_OBJECTIVE_
Convert the records, from the line containing "In the photo above, where can the blue jacket" through the line containing "point(237, 602)", into a two-column CSV with the headers input and output. Give one row per record, with its text under input and its answer under output, each in a single quoted field and with line breaks replaced by spaces.

_DATA FOR THIS EXERCISE_
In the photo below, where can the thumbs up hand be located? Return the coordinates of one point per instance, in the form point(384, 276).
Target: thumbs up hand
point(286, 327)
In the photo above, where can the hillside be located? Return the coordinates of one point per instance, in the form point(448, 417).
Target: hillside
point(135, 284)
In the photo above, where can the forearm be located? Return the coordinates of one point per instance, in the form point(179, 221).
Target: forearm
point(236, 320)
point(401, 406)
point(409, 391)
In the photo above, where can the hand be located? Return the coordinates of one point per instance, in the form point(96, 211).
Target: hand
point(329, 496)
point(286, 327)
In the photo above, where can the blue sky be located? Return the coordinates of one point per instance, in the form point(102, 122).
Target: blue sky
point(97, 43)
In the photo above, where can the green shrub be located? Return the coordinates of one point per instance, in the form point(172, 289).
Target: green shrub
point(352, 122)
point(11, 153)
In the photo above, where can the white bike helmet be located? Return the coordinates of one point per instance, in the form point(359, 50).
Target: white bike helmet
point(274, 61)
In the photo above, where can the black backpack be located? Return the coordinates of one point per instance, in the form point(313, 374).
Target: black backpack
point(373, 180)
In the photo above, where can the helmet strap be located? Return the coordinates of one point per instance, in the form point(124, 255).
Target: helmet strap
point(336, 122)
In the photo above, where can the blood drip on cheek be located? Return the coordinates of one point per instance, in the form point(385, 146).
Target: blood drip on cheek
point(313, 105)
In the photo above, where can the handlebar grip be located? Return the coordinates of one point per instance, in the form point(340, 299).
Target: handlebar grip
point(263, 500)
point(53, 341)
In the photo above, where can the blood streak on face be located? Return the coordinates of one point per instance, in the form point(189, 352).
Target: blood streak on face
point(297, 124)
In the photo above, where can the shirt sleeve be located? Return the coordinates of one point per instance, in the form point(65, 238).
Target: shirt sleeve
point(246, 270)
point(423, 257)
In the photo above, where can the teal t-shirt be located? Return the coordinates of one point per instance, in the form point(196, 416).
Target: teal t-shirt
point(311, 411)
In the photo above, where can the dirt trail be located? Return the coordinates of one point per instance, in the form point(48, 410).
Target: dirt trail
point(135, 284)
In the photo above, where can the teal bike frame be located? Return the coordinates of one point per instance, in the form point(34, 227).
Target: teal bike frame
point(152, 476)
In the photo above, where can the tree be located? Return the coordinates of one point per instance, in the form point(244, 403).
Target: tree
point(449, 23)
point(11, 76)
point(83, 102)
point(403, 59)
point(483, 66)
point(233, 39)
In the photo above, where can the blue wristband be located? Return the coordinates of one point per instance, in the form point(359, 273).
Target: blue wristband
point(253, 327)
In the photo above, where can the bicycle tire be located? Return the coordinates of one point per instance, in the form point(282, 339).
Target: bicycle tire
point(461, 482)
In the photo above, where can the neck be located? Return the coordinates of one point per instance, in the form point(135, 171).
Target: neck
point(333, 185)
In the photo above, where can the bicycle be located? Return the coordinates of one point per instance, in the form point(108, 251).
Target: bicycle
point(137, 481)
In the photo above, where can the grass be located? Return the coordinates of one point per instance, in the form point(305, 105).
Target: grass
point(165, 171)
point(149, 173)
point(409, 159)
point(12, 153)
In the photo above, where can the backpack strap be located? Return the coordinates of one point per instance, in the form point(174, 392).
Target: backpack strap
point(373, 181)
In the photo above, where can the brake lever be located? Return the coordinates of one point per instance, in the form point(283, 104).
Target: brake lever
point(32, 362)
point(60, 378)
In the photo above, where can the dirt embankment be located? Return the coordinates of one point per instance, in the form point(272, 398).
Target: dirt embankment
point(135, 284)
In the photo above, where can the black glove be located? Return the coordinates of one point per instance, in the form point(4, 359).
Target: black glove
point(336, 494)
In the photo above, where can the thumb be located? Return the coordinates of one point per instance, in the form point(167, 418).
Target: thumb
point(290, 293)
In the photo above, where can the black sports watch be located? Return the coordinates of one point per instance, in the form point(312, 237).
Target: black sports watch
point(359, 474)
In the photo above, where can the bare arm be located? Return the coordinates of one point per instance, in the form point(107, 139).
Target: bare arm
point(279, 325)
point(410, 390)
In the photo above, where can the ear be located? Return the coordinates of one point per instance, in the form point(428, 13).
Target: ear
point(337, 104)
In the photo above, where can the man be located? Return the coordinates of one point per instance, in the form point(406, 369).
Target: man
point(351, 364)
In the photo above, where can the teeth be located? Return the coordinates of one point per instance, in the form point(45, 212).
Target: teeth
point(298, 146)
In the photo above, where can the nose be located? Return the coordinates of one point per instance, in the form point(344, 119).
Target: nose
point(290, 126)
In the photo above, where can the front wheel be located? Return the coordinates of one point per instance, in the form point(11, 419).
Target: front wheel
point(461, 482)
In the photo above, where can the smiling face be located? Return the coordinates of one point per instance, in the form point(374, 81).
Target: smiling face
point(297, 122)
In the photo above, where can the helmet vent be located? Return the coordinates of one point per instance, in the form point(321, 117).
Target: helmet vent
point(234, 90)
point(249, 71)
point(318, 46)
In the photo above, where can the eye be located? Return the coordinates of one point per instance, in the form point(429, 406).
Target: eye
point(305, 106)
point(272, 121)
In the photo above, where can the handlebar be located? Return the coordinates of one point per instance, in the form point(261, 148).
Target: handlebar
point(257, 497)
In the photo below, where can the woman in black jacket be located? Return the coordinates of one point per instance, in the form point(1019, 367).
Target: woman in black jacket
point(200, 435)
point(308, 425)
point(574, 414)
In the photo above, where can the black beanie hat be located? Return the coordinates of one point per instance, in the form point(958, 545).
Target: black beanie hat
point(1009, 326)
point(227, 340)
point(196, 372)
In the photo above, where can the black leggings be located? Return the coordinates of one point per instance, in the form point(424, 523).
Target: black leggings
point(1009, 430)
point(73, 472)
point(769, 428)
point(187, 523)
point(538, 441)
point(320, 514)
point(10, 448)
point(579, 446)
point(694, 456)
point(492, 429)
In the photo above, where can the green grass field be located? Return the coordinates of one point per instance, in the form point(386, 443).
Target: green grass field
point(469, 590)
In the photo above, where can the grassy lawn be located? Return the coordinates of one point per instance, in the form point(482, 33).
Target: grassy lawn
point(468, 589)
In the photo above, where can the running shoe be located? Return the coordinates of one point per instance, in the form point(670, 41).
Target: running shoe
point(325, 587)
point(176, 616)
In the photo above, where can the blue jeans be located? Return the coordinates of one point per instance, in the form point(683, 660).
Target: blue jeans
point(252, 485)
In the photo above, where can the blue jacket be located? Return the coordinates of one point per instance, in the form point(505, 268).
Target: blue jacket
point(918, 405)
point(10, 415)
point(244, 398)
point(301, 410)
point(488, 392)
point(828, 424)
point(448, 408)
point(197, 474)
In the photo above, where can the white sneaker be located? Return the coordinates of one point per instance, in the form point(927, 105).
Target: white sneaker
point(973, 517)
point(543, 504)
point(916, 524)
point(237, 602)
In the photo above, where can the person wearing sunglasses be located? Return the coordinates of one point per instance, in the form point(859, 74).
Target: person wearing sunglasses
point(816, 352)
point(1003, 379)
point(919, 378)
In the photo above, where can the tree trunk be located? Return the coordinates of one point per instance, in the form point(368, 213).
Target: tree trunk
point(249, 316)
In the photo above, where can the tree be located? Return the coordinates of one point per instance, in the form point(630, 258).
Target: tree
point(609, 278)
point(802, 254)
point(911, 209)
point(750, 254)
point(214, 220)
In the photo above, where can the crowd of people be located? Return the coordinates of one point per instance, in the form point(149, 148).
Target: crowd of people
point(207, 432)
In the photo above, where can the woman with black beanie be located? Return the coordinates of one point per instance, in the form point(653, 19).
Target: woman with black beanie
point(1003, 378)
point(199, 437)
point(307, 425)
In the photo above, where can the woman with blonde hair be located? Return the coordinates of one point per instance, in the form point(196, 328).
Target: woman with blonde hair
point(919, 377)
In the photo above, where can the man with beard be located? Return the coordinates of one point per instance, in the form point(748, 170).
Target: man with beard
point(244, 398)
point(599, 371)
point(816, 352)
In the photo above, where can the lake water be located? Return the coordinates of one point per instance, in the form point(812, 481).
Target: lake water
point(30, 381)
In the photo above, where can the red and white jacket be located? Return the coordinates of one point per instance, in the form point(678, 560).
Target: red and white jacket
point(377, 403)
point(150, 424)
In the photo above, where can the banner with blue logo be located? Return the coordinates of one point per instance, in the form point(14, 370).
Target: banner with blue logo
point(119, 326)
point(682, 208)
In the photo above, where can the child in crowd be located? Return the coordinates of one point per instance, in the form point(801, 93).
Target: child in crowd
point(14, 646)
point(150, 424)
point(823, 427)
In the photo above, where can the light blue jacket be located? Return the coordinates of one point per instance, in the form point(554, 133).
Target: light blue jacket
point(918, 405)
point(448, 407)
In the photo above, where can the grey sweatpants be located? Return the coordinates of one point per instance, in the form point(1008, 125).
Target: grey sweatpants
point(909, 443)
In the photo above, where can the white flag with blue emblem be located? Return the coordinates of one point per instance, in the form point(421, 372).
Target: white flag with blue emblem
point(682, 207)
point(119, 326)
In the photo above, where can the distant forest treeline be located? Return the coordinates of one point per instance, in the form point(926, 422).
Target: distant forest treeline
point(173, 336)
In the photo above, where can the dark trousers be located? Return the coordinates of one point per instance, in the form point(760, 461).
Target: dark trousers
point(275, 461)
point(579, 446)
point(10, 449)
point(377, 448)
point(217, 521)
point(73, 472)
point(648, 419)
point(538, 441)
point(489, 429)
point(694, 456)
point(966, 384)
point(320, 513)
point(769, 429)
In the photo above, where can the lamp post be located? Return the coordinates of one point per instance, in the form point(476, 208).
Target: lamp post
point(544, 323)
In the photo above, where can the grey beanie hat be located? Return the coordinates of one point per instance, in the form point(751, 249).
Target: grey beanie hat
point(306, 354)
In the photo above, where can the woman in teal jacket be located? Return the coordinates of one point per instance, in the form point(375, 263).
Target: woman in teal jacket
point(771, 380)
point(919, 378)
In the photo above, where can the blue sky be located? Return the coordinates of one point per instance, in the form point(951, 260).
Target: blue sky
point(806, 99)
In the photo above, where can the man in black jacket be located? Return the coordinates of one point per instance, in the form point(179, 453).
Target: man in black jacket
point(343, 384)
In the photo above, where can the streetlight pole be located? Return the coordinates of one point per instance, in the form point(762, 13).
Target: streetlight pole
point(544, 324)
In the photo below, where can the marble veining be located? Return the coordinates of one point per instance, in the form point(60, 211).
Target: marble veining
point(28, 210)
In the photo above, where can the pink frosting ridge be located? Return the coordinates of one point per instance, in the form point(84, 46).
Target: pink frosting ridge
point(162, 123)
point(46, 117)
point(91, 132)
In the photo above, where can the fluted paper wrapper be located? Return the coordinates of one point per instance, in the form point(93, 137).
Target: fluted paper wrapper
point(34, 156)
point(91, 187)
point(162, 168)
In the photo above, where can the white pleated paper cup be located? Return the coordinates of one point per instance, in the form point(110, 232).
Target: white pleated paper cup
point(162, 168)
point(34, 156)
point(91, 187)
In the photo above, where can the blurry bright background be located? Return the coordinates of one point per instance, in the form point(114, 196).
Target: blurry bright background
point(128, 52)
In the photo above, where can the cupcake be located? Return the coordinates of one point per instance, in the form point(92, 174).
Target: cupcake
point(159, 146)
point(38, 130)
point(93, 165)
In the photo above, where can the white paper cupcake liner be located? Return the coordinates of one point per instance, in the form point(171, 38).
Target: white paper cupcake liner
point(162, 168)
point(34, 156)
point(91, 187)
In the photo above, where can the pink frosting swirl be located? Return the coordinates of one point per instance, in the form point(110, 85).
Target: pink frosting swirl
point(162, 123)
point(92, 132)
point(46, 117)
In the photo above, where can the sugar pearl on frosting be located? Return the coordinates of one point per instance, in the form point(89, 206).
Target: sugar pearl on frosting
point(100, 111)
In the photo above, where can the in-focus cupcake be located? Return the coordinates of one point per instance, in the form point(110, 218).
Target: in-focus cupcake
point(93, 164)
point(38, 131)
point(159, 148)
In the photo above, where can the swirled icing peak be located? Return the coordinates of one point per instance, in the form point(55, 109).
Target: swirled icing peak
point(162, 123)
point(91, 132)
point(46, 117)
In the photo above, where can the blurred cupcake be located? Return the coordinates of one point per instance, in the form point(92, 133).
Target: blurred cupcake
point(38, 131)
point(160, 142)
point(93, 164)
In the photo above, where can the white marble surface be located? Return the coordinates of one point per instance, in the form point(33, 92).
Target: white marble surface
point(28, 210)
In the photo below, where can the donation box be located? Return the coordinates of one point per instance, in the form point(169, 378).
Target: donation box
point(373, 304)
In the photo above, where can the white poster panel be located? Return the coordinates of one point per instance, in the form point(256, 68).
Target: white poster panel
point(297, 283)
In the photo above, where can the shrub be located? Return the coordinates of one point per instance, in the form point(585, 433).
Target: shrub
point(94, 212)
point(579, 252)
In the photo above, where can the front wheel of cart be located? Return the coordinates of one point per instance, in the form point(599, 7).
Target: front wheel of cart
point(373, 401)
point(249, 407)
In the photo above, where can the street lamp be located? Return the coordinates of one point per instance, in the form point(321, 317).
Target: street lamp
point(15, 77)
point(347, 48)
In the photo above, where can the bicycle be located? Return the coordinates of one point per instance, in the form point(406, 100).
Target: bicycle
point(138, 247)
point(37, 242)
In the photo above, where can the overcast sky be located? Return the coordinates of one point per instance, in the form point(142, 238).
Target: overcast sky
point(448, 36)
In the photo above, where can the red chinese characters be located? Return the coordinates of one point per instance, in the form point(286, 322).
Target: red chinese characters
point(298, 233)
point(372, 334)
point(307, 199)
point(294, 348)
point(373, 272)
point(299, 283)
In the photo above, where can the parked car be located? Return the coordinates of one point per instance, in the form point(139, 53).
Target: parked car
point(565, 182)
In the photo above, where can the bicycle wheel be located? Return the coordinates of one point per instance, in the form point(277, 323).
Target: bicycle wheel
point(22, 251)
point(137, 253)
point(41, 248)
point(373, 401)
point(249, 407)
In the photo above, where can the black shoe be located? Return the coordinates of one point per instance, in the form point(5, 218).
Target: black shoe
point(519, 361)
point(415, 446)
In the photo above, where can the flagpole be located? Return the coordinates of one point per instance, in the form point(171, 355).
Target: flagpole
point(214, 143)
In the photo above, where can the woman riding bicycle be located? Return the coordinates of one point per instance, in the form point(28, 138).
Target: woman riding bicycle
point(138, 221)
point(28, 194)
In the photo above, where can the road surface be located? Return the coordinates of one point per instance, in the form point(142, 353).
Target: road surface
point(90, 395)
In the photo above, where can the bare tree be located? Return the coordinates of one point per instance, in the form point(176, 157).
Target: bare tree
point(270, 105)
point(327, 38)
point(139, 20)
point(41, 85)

_CORRECT RESPONSE_
input,output
"In the photo above, where can the blue jacket be located? Return the coordinates of one point per instance, in the form point(505, 268). Target: blue jacket","point(918, 405) point(10, 415) point(244, 398) point(301, 410) point(488, 392) point(828, 424) point(448, 408) point(197, 474)"
"In the photo above, where can the white sneaker be located? Return the coordinates of one point per instance, in the form point(927, 105). Target: white sneaker","point(973, 517) point(543, 504) point(916, 524) point(237, 602)"